In the copy, keep every word of the data below and none of its pictures.
---*---
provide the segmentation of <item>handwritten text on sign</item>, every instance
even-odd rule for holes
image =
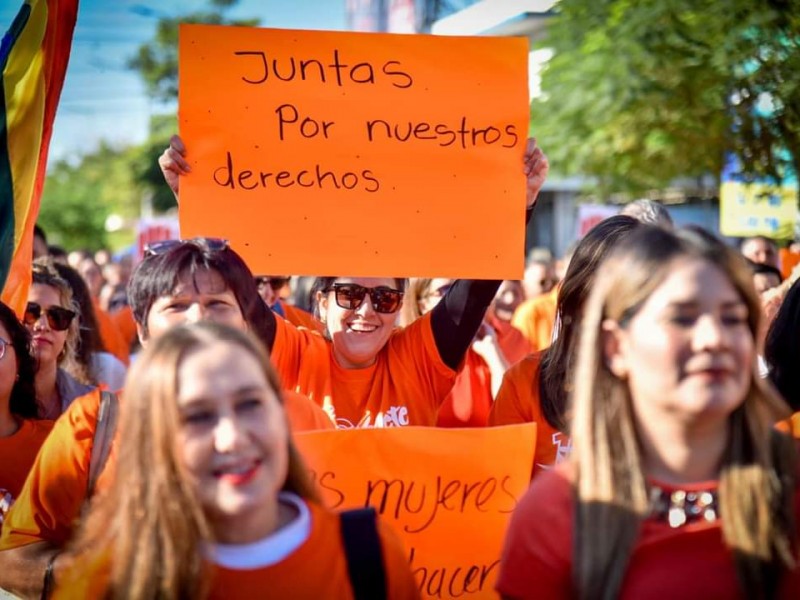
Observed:
[[[423,597],[493,597],[506,526],[530,481],[535,424],[295,437],[328,506],[374,506],[392,524]]]
[[[521,276],[526,40],[182,25],[179,72],[184,236],[260,273]]]

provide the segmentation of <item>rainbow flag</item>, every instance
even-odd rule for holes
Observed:
[[[25,0],[0,42],[0,289],[22,313],[78,0]]]

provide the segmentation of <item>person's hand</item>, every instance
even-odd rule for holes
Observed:
[[[539,191],[547,179],[547,172],[550,170],[550,163],[547,161],[547,156],[542,152],[542,149],[536,145],[535,138],[528,138],[528,145],[525,147],[525,164],[523,172],[527,177],[526,187],[526,207],[533,208],[536,204],[536,199],[539,197]]]
[[[178,199],[178,188],[180,187],[181,175],[186,175],[192,171],[189,163],[186,162],[186,146],[180,136],[173,135],[169,139],[169,147],[158,157],[158,166],[161,173],[169,185],[175,199]]]

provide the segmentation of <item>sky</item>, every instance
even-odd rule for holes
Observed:
[[[22,0],[0,0],[0,30]],[[50,161],[76,161],[100,140],[125,145],[147,136],[150,102],[139,75],[125,65],[151,39],[161,16],[208,7],[206,0],[80,0],[69,68],[50,143]],[[345,0],[240,0],[231,18],[261,19],[264,27],[342,30]]]

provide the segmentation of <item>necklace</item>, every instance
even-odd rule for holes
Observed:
---*---
SOLUTION BELOW>
provide the segmentation of <item>handwritten text on sign</item>, every instance
even-odd rule for holes
image =
Observed:
[[[423,597],[493,597],[506,526],[530,481],[535,424],[295,437],[328,506],[374,506],[392,524]]]
[[[521,276],[526,40],[182,25],[179,72],[184,236],[260,273]]]

provide the segmentation of <item>rainbow flag</item>, every instance
even-odd rule for holes
Observed:
[[[25,0],[0,42],[0,289],[22,313],[78,0]]]

provide the segmentation of <item>person's hand</item>, every instance
even-odd rule for holes
Observed:
[[[539,191],[547,179],[547,172],[550,170],[550,163],[547,161],[547,156],[542,152],[542,149],[536,145],[535,138],[528,138],[528,145],[525,147],[525,164],[523,172],[527,177],[526,187],[526,207],[533,208],[536,204],[536,199],[539,197]]]
[[[178,199],[178,188],[180,187],[181,175],[186,175],[192,171],[189,163],[186,162],[186,146],[180,136],[173,135],[169,139],[169,147],[158,157],[158,166],[161,173],[169,185],[175,199]]]

provide the segmentation of <item>sky</item>, every instance
even-odd rule for holes
Observed:
[[[22,0],[0,0],[0,30]],[[50,161],[76,161],[100,140],[125,145],[147,136],[150,102],[139,75],[125,65],[151,39],[161,16],[208,7],[206,0],[80,0],[69,68],[50,143]],[[345,0],[240,0],[231,18],[261,19],[264,27],[342,30]]]

provide the segmentation of <item>necklace</item>, every instance
even-odd rule for holes
Observed:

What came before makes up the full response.